§ **The problem**
Line by line, restate the listing below without any change.

§ **Available records**

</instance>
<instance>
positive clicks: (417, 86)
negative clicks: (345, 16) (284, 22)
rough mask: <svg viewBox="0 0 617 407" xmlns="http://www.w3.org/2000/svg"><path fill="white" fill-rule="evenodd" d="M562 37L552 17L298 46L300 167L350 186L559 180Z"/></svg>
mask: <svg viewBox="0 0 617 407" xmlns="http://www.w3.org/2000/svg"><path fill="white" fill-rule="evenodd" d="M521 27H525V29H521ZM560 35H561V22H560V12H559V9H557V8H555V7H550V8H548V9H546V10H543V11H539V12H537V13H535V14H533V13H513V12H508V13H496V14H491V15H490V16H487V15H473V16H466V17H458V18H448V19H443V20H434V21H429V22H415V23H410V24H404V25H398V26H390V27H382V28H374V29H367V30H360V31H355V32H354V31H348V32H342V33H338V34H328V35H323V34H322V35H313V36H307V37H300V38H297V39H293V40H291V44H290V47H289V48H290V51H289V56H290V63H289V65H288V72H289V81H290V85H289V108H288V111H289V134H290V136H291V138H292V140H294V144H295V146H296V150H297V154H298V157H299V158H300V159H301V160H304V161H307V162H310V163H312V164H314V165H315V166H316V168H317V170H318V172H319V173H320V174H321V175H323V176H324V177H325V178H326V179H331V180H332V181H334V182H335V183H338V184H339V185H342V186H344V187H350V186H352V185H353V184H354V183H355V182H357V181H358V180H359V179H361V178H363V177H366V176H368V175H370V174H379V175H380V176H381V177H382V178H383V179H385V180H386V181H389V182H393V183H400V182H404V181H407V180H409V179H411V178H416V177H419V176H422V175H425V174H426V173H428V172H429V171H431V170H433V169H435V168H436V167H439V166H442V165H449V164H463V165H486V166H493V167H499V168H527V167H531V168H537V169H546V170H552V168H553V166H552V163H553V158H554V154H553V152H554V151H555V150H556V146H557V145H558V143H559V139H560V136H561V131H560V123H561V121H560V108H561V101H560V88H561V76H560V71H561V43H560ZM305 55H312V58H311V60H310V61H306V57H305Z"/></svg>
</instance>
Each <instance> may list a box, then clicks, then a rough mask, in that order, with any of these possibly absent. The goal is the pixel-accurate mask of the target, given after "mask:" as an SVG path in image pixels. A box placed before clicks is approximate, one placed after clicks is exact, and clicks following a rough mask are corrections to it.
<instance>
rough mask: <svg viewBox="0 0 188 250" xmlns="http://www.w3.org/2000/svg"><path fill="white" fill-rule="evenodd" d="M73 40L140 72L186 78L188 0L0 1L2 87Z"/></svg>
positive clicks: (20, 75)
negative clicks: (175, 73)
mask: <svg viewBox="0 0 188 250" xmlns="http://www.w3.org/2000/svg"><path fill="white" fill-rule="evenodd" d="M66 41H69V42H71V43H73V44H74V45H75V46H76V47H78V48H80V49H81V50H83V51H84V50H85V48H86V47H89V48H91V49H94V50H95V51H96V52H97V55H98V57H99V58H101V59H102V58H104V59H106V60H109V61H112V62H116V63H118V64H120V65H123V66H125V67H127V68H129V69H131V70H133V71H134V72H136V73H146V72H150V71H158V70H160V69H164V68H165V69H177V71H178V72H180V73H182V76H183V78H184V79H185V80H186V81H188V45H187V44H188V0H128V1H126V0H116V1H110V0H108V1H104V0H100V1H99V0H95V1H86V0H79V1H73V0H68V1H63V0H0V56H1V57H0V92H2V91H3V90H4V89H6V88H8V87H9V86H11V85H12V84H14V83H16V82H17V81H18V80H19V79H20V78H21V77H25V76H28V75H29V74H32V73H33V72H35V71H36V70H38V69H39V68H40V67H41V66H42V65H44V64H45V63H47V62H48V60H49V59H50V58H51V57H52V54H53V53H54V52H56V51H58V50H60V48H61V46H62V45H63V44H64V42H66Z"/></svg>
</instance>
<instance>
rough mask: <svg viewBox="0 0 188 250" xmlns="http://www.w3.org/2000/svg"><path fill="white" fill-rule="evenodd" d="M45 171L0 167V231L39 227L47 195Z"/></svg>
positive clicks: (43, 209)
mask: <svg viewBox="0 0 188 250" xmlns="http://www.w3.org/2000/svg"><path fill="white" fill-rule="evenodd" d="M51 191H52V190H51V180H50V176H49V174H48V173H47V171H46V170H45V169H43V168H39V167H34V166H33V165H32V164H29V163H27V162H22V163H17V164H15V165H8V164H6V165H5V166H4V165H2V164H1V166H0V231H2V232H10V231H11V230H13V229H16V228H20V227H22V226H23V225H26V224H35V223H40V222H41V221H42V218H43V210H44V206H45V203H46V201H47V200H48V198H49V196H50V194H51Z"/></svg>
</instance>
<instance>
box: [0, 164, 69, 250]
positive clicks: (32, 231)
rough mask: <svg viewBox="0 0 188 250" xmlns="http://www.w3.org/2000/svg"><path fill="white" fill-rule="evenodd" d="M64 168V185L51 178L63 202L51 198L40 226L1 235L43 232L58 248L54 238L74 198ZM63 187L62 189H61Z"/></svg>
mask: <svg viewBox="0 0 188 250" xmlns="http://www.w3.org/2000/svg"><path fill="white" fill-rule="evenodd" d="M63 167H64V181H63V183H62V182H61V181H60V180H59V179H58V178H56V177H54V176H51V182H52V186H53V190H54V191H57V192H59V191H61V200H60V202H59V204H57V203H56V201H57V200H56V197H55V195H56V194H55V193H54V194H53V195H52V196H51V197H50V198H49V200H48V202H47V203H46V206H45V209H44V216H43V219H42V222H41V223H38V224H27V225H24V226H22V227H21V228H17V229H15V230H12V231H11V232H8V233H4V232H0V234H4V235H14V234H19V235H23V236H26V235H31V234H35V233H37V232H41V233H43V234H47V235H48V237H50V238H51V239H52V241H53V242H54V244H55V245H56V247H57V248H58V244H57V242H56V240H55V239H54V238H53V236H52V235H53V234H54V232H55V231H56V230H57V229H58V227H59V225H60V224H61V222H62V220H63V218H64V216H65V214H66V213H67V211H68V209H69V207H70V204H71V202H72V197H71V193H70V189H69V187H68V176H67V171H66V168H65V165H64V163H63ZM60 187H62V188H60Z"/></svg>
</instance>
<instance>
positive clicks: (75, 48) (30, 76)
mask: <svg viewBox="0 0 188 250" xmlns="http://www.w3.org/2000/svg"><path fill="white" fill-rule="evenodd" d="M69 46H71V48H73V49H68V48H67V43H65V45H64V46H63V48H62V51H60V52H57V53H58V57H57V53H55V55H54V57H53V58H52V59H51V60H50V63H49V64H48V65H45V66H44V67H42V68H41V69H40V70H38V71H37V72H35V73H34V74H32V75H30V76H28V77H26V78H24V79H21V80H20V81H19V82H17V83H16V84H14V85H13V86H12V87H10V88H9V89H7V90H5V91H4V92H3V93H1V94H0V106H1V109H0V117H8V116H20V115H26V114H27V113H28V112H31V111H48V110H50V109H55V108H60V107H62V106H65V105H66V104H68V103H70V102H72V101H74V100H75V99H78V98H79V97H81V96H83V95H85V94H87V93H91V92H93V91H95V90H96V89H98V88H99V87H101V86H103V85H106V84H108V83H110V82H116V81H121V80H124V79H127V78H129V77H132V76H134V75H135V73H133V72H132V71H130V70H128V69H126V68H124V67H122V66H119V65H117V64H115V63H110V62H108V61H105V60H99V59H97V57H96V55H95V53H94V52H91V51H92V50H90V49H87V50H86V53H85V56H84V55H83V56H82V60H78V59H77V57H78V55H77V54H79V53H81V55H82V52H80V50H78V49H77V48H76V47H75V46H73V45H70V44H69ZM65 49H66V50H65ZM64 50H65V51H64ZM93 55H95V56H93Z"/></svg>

§ **Answer box**
</instance>
<instance>
positive clicks: (417, 86)
negative clicks: (345, 16) (284, 22)
rough mask: <svg viewBox="0 0 617 407" xmlns="http://www.w3.org/2000/svg"><path fill="white" fill-rule="evenodd" d="M562 37L552 17L298 46L300 167L350 186L559 180Z"/></svg>
mask: <svg viewBox="0 0 617 407" xmlns="http://www.w3.org/2000/svg"><path fill="white" fill-rule="evenodd" d="M521 27H525V29H521ZM560 35H561V22H560V12H559V9H557V8H555V7H550V8H548V9H546V10H543V11H539V12H537V13H535V14H533V13H513V12H508V13H496V14H491V15H490V16H487V15H473V16H466V17H458V18H448V19H443V20H434V21H429V22H415V23H410V24H404V25H398V26H390V27H382V28H374V29H367V30H360V31H355V32H354V31H348V32H342V33H338V34H328V35H323V34H322V35H313V36H307V37H300V38H297V39H293V40H291V44H290V47H289V48H290V51H289V56H290V63H289V65H288V72H289V81H290V85H289V108H288V111H289V134H290V136H291V138H292V140H294V144H295V146H296V150H297V154H298V157H299V158H300V159H301V160H304V161H307V162H310V163H312V164H314V165H315V166H316V168H317V170H318V172H319V173H320V174H321V175H323V176H324V177H325V178H326V179H331V180H332V181H334V182H335V183H338V184H339V185H342V186H344V187H350V186H352V185H353V184H354V183H355V182H357V181H358V180H359V179H361V178H363V177H366V176H368V175H370V174H379V175H380V176H381V177H382V178H383V179H385V180H386V181H389V182H393V183H400V182H404V181H407V180H409V179H411V178H416V177H419V176H422V175H425V174H426V173H428V172H429V171H431V170H433V169H435V168H436V167H439V166H442V165H449V164H463V165H486V166H493V167H499V168H527V167H531V168H537V169H546V170H552V168H553V166H552V163H553V158H554V154H553V152H554V151H555V150H556V146H557V145H558V143H559V139H560V136H561V131H560V123H561V121H560V108H561V101H560V88H561V76H560V71H561V43H560ZM305 55H312V58H311V60H310V61H306V57H305Z"/></svg>
</instance>
Each <instance> may list a box, then clicks, then a rough mask, in that order, with any of these possibly absent. The goal is the pixel-accurate mask of the target, given after "mask:" as an SVG path in image pixels. A box placed before clicks is approximate, one placed after clicks is exact, and clicks following a rough mask are corrections to it.
<instance>
rough mask: <svg viewBox="0 0 188 250" xmlns="http://www.w3.org/2000/svg"><path fill="white" fill-rule="evenodd" d="M73 40L140 72L186 78L188 0L0 1L2 87Z"/></svg>
positive clicks: (20, 75)
negative clicks: (175, 73)
mask: <svg viewBox="0 0 188 250" xmlns="http://www.w3.org/2000/svg"><path fill="white" fill-rule="evenodd" d="M66 41H69V42H71V43H73V44H74V45H75V46H76V47H78V48H80V49H81V50H83V51H84V50H85V48H86V47H89V48H91V49H94V50H95V51H96V52H97V55H98V57H99V58H101V59H102V58H104V59H106V60H109V61H112V62H116V63H118V64H120V65H123V66H125V67H127V68H129V69H131V70H133V71H134V72H136V73H146V72H150V71H158V70H160V69H164V68H165V69H177V71H178V72H180V73H182V76H183V78H184V79H185V80H186V81H188V45H187V44H188V0H128V1H126V0H116V1H110V0H108V1H104V0H100V1H99V0H95V1H86V0H79V1H73V0H68V1H63V0H0V56H1V57H0V92H2V91H3V90H4V89H6V88H8V87H9V86H11V85H12V84H14V83H16V82H17V81H18V80H19V79H20V78H21V77H25V76H28V75H29V74H32V73H33V72H35V71H36V70H38V69H39V68H40V67H41V66H42V65H44V64H45V63H47V62H48V60H49V59H50V58H51V57H52V54H53V53H54V52H56V51H58V50H60V48H61V46H62V45H63V44H64V42H66Z"/></svg>
</instance>
<instance>
rough mask: <svg viewBox="0 0 188 250" xmlns="http://www.w3.org/2000/svg"><path fill="white" fill-rule="evenodd" d="M45 171L0 167V231L39 227L47 195Z"/></svg>
positive clicks: (43, 209)
mask: <svg viewBox="0 0 188 250" xmlns="http://www.w3.org/2000/svg"><path fill="white" fill-rule="evenodd" d="M51 191H52V190H51V180H50V176H49V174H48V173H47V171H46V170H45V169H43V168H39V167H34V166H33V165H32V164H29V163H27V162H22V163H17V164H15V165H8V164H6V165H5V166H4V165H2V164H1V166H0V231H2V232H10V231H11V230H13V229H16V228H20V227H22V226H23V225H26V224H35V223H40V222H41V221H42V218H43V210H44V206H45V203H46V201H47V200H48V198H49V196H50V194H51Z"/></svg>
</instance>
<instance>
box: [0, 164, 69, 250]
positive clicks: (32, 231)
rough mask: <svg viewBox="0 0 188 250" xmlns="http://www.w3.org/2000/svg"><path fill="white" fill-rule="evenodd" d="M64 168V185L51 178L63 202L51 198L40 226L1 235L43 232L58 248L54 238L74 198ZM63 187L62 189H61Z"/></svg>
mask: <svg viewBox="0 0 188 250" xmlns="http://www.w3.org/2000/svg"><path fill="white" fill-rule="evenodd" d="M63 167H64V181H63V183H62V182H61V181H60V180H59V179H58V178H56V177H54V176H51V182H52V186H53V190H54V191H57V192H59V191H61V200H60V202H59V204H57V203H56V201H57V200H56V197H55V195H56V194H55V193H54V194H53V195H52V196H51V197H50V198H49V200H48V202H47V203H46V206H45V209H44V216H43V219H42V222H41V223H38V224H27V225H24V226H22V227H21V228H17V229H15V230H12V231H11V232H8V233H4V232H0V234H4V235H14V234H19V235H23V236H26V235H31V234H35V233H37V232H41V233H43V234H47V235H48V237H50V238H51V239H52V241H53V242H54V244H55V245H56V247H57V248H58V244H57V242H56V240H55V239H54V238H53V236H52V235H53V234H54V232H55V231H56V230H57V229H58V227H59V225H60V224H61V222H62V220H63V218H64V216H65V214H66V213H67V211H68V209H69V207H70V204H71V202H72V197H71V193H70V189H69V187H68V176H67V171H66V168H65V165H64V163H63ZM60 187H62V188H60Z"/></svg>
</instance>
<instance>
positive clicks: (75, 48) (30, 76)
mask: <svg viewBox="0 0 188 250" xmlns="http://www.w3.org/2000/svg"><path fill="white" fill-rule="evenodd" d="M69 46H71V48H73V49H68V48H67V43H65V45H64V46H63V48H62V51H60V52H57V53H58V57H57V53H55V55H54V57H53V58H52V59H51V60H50V63H49V64H48V65H45V66H44V67H42V68H41V69H40V70H38V71H37V72H35V73H34V74H32V75H30V76H28V77H26V78H24V79H21V80H20V81H19V82H17V83H16V84H14V85H13V86H12V87H10V88H9V89H7V90H5V91H4V92H3V93H1V94H0V106H1V109H0V117H8V116H20V115H26V114H27V113H28V112H31V111H48V110H50V109H55V108H60V107H62V106H65V105H66V104H68V103H70V102H72V101H74V100H75V99H78V98H79V97H81V96H83V95H85V94H87V93H91V92H93V91H95V90H96V89H98V88H99V87H101V86H103V85H106V84H108V83H110V82H116V81H121V80H124V79H127V78H129V77H132V76H134V75H135V73H133V72H132V71H130V70H128V69H126V68H124V67H122V66H119V65H117V64H115V63H110V62H108V61H105V60H99V59H97V57H96V55H95V53H94V52H91V51H92V50H90V49H87V50H86V53H85V56H84V55H83V56H82V60H78V59H77V57H78V55H77V54H79V53H81V55H82V52H80V50H78V49H77V48H76V47H75V46H73V45H70V44H69ZM65 49H66V50H65ZM64 50H65V51H64ZM93 55H95V56H93Z"/></svg>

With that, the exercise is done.